▶ _TASK TO COMPLETE_
Return each line of the listing below that contains the string "pole", copied in full. Matching is case-sensitive.

START PROVIDED DATA

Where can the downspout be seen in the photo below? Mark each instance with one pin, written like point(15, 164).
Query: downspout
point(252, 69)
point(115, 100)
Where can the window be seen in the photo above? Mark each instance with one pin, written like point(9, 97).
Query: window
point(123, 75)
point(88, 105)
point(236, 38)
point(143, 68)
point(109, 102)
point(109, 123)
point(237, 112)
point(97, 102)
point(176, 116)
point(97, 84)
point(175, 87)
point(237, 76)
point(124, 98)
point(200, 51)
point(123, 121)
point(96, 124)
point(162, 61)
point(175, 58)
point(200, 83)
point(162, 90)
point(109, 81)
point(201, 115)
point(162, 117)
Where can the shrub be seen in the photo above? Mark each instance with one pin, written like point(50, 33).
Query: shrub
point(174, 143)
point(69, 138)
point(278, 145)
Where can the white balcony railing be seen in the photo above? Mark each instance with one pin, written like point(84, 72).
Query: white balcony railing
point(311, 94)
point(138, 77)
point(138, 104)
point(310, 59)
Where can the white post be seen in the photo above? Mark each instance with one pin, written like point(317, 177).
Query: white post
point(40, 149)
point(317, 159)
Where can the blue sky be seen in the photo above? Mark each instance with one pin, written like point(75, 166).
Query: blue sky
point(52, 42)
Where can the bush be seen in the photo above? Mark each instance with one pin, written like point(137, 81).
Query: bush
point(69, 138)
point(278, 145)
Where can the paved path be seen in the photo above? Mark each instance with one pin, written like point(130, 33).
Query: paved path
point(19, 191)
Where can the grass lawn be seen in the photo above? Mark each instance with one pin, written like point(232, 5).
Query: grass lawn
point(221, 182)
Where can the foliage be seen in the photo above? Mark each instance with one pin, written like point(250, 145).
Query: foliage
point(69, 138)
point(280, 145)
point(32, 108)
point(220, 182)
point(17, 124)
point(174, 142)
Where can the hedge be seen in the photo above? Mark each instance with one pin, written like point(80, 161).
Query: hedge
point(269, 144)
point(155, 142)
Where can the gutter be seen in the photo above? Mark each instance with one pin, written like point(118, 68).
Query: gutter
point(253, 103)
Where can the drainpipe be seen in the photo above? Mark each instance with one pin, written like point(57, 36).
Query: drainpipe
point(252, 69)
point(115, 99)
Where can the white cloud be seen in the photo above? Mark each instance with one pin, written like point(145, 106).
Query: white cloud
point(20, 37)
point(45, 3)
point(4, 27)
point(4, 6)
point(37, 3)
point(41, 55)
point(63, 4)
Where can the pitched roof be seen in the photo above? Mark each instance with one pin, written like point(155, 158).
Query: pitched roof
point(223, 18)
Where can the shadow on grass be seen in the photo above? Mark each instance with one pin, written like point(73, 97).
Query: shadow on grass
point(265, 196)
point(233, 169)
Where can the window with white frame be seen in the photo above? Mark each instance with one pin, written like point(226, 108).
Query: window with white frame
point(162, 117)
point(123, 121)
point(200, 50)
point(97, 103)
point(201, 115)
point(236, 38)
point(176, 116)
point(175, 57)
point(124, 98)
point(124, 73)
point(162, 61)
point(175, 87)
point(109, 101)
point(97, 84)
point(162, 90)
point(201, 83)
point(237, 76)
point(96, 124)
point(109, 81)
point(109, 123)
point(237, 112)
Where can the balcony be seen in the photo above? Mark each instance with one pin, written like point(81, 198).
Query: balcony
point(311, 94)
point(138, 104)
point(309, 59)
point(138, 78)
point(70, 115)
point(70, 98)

END PROVIDED DATA
START PROVIDED DATA

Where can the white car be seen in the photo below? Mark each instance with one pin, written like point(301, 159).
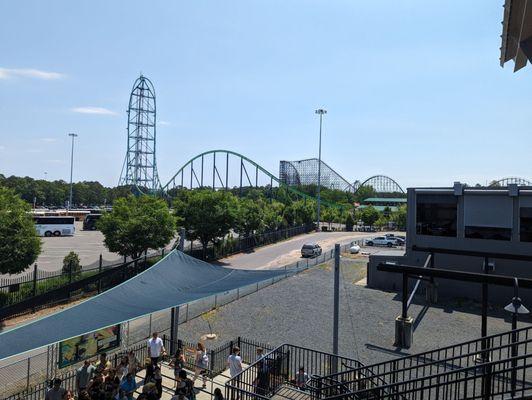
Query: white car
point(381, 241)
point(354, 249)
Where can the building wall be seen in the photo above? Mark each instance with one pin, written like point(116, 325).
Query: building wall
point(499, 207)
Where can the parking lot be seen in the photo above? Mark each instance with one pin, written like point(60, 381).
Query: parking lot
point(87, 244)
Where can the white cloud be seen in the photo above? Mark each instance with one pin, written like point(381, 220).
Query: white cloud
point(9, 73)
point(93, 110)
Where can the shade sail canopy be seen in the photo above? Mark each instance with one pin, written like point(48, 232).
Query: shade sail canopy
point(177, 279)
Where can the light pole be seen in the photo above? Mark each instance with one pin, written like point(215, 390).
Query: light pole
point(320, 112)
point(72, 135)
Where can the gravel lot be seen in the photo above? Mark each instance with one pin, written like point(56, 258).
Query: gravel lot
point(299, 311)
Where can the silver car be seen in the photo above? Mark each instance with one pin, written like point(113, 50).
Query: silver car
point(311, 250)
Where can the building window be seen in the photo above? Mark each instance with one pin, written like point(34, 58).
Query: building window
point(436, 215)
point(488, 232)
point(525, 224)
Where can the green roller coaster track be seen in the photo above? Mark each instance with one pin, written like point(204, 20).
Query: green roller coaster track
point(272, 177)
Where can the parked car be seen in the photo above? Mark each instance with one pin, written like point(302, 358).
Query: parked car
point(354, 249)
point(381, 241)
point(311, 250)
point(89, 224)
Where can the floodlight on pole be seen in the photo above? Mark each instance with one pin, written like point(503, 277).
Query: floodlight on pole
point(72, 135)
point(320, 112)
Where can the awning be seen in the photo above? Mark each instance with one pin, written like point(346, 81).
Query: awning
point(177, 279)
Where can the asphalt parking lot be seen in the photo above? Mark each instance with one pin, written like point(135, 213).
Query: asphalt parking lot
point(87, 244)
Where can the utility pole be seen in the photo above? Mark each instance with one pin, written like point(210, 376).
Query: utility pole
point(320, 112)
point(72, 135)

END PROVIDED DATA
START PROVIDED DATA

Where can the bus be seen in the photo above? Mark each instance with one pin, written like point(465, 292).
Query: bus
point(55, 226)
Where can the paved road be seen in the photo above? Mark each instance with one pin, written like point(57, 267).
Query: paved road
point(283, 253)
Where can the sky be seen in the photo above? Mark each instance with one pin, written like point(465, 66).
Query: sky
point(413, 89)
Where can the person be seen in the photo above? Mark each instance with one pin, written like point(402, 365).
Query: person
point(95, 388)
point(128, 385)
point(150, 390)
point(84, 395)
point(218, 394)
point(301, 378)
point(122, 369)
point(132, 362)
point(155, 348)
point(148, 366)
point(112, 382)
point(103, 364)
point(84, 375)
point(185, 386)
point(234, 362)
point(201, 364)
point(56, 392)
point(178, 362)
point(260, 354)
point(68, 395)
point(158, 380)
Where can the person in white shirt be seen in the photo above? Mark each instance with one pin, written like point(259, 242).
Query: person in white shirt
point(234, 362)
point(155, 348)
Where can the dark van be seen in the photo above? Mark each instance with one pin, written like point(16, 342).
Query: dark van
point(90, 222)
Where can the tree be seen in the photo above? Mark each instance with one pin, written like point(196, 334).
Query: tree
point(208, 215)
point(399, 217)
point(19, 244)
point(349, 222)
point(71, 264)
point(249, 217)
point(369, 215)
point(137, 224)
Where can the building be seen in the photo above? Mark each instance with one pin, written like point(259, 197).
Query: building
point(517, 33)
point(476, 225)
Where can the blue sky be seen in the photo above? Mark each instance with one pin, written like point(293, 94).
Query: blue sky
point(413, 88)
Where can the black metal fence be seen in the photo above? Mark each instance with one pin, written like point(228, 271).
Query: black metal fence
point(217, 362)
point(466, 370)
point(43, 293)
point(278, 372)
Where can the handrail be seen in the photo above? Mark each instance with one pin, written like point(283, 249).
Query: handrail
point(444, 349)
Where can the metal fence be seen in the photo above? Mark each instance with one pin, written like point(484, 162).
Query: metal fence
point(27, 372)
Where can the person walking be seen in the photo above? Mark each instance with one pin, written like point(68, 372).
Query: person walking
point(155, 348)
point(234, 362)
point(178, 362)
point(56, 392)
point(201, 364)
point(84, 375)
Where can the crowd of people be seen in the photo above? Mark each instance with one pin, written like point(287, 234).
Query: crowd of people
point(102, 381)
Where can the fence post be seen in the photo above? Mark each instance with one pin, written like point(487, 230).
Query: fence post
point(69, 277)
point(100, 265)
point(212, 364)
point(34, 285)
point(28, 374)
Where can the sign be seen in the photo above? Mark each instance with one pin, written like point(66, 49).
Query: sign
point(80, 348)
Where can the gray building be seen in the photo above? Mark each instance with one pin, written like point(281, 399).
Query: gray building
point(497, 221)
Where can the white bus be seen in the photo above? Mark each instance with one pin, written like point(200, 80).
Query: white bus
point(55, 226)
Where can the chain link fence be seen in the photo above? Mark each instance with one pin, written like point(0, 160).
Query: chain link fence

END PROVIDED DATA

▶ _EXPECTED ANSWER_
Where can the light pole be seen in the photo above? Mark each instance with one pin, written like point(215, 390).
Query: light pole
Where can the floodlight on pole be seen in the photo above? Mark each instance with one pin, written like point(503, 277).
Query: floodlight on pole
Where can the utility pole be seen in the photo above? Mark each instance with one pin, written like point(210, 376).
Query: utility pole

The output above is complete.